Quesiti »
1. Elenchi tutte le figure legate alla coltivazione della terra che il brano sulla nascita della scienza economica nomina.
2. Riprenda il brano sulla nascita della scienza economica e lo prosegua dopo l'ultima frase riportata.

Brano estratto »
# # # #

Dal momento che i lavoratori venivano raccolti nelle fabbriche, diveniva altamente rilevante la questione di cosa ne determinasse la paga. Assumendo il capitalista il controllo della produzione, sorgeva la questione della sua remunerazione, di come questa venisse determinata e giustificata. Quando il fittavolo sostituì il mezzadro o il servo, la rendita diventò una faccenda importante. E si giunse a considerare i prezzi come legati da un palese rapporto con tutte queste componenti. Adam Smith diede alla scienza economica la sua struttura moderna... In linea generale, considerò i salari come il costo di portare all’esistenza l’operaio in quanto operaio e di mantenerlo nel suo lavoro. Questa idea, ossia la teoria dei salari di sussistenza, sarebbe in seguito stata trasformata da David Ricardo nella Legge bronzea dei salari, la quale vuole che il salario pagato alle classi lavoratrici si collochi al livello minimo compatibile con la loro sopravvivenza.

# # # #

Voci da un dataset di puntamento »
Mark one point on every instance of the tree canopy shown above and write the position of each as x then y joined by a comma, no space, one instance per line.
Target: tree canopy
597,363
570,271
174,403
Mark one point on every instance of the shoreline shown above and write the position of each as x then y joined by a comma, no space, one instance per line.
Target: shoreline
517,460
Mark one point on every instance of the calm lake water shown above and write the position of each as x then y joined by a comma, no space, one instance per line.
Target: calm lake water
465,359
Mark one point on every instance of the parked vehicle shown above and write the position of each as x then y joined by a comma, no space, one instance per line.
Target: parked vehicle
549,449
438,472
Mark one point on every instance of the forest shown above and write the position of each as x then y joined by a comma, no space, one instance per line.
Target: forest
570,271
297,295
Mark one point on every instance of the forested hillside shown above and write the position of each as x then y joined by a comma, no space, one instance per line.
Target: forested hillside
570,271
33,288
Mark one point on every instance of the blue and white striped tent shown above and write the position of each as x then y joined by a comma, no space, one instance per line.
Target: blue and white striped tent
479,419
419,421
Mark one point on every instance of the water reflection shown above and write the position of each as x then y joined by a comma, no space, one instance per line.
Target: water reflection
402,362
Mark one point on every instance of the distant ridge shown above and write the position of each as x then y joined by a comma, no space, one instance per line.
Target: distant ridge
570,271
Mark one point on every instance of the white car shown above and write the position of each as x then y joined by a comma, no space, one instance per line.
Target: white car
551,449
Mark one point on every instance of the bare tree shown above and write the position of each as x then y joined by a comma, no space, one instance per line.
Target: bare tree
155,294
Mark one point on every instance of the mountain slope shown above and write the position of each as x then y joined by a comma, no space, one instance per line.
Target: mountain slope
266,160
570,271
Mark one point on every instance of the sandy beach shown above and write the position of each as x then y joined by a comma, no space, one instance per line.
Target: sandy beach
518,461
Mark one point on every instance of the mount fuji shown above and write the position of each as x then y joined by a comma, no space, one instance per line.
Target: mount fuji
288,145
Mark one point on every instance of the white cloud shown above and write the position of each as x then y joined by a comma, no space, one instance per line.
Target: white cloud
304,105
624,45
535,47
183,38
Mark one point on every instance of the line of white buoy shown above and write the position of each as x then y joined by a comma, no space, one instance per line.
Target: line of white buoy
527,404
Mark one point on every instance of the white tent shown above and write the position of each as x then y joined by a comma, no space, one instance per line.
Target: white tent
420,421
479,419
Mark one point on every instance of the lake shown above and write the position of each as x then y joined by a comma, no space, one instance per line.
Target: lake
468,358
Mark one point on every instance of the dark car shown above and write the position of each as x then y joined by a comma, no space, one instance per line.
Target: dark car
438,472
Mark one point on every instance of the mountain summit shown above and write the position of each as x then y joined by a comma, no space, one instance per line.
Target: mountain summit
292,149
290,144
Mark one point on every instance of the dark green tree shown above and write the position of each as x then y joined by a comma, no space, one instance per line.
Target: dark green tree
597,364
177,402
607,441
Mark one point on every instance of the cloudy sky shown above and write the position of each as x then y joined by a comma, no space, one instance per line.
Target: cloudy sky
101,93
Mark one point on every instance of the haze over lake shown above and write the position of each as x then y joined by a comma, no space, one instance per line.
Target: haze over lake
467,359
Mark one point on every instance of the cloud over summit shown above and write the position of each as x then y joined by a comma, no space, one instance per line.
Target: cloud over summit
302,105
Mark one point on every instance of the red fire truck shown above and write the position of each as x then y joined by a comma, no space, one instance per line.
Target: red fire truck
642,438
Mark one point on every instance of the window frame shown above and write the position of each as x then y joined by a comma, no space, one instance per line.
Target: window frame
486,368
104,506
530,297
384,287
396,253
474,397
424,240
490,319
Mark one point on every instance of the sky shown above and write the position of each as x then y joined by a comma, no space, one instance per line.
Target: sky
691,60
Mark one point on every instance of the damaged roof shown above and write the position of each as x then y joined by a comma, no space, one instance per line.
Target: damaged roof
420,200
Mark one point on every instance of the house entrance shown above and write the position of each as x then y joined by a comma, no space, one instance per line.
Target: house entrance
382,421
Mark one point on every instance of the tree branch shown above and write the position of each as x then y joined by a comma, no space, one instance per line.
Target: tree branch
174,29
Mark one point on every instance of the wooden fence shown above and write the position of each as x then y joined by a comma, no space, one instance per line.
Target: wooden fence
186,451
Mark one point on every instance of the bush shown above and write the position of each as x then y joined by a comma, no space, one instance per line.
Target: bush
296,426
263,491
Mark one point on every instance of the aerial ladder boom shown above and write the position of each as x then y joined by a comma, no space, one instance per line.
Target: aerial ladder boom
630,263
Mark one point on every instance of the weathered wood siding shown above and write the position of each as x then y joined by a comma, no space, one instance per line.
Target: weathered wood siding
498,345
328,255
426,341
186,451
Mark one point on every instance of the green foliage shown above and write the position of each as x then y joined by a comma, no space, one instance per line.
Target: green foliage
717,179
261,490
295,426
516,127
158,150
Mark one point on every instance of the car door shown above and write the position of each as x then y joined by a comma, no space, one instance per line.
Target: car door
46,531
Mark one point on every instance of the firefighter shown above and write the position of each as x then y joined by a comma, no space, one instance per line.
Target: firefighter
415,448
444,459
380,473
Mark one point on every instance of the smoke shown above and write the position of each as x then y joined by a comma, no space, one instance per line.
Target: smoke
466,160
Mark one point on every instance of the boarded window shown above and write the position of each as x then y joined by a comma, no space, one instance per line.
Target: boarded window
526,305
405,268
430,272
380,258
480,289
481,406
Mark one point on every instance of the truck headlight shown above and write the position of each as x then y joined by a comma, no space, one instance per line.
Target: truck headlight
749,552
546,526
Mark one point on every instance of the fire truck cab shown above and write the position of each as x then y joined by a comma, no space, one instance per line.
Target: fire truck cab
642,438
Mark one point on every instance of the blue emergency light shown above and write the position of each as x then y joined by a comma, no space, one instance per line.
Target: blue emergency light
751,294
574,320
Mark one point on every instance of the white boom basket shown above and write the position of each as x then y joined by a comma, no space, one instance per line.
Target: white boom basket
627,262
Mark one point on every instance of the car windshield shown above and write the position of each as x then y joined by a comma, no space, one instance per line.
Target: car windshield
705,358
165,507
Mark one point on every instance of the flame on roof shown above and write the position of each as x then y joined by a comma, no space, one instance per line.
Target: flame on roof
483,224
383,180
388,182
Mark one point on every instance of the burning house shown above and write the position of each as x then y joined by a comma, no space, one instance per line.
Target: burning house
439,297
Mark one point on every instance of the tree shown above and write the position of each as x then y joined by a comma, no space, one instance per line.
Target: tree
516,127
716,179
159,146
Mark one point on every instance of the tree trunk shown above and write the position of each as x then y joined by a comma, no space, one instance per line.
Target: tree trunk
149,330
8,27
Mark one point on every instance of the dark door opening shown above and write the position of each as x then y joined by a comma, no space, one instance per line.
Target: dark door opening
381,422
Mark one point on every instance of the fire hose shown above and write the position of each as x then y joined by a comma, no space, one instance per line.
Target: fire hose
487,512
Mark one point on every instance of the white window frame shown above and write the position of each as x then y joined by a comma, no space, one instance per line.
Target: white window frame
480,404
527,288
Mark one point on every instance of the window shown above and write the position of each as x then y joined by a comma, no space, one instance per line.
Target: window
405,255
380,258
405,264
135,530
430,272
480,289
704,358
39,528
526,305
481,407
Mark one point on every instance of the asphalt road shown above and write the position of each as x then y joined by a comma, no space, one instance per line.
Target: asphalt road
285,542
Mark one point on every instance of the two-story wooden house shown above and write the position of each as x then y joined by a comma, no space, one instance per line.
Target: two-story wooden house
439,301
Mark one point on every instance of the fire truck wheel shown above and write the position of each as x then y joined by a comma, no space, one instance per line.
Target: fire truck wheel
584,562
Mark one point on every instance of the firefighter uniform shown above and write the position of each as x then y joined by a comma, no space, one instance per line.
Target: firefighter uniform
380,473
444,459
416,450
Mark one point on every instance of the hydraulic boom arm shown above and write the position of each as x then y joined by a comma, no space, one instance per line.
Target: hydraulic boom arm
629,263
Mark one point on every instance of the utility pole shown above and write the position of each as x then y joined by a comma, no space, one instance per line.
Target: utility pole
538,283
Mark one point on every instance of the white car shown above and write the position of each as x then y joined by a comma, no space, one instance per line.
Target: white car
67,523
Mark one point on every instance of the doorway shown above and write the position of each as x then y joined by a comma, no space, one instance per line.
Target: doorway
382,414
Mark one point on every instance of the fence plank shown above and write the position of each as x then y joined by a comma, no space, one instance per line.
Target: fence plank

# # # #

Risposte attese »
1. fittavolo, mezzadro, servo

2.
Quel mondo capitalista da cui è nato il salariato

di Giorgio Ruffolo

Salario era la razione di sale corrisposta ai legionari al tempo dei Romani. E Salaria era la via lungo la quale si trasportava il sale dalla Sabina a Roma. Essa incrociava vicino alla foce del Tevere la via Campana che collegava le genti etrusche con quelle greche, costituendo quel centro di traffici che divenne Roma. Del salario si parla però pochissimo nell’antichità. Le mansioni affidate oggi ai lavoratori manuali erano imposte agli schiavi e le attività libere erano svolte dalla famiglia, soprattutto dalle donne (filatura, tessitura eccetera). Non si parlava di salario perché non c’era una classe di salariati. Inoltre, il lavoro fisico e materiale era altamente disprezzato. Poteva essere molto apprezzato l’artigianato e l’attività intellettuale (poeti, traduttori) nonché quella ludica (giocolieri danzatrici, cantori): ma solo nell’ambito di relazioni individuali, non di un "mercato". I salariati sono una invenzione del capitalismo all’inizio della modernità. Si scopre che, anziché comprare e vendere uomini e donne, facendoli lavorare o usandone gratuitamente, ma anche accollandosi tutti i costi della loro, per quanto grama, esistenza, era molto più conveniente comprare la loro forza lavoro, pagandola il meno possibile e vendendo sul mercato il loro prodotto. È alla fine del Medioevo che nasce così il "mercato del lavoro", anche grazie a una rarefazione dell’offerta di lavoro provocata dalla peste.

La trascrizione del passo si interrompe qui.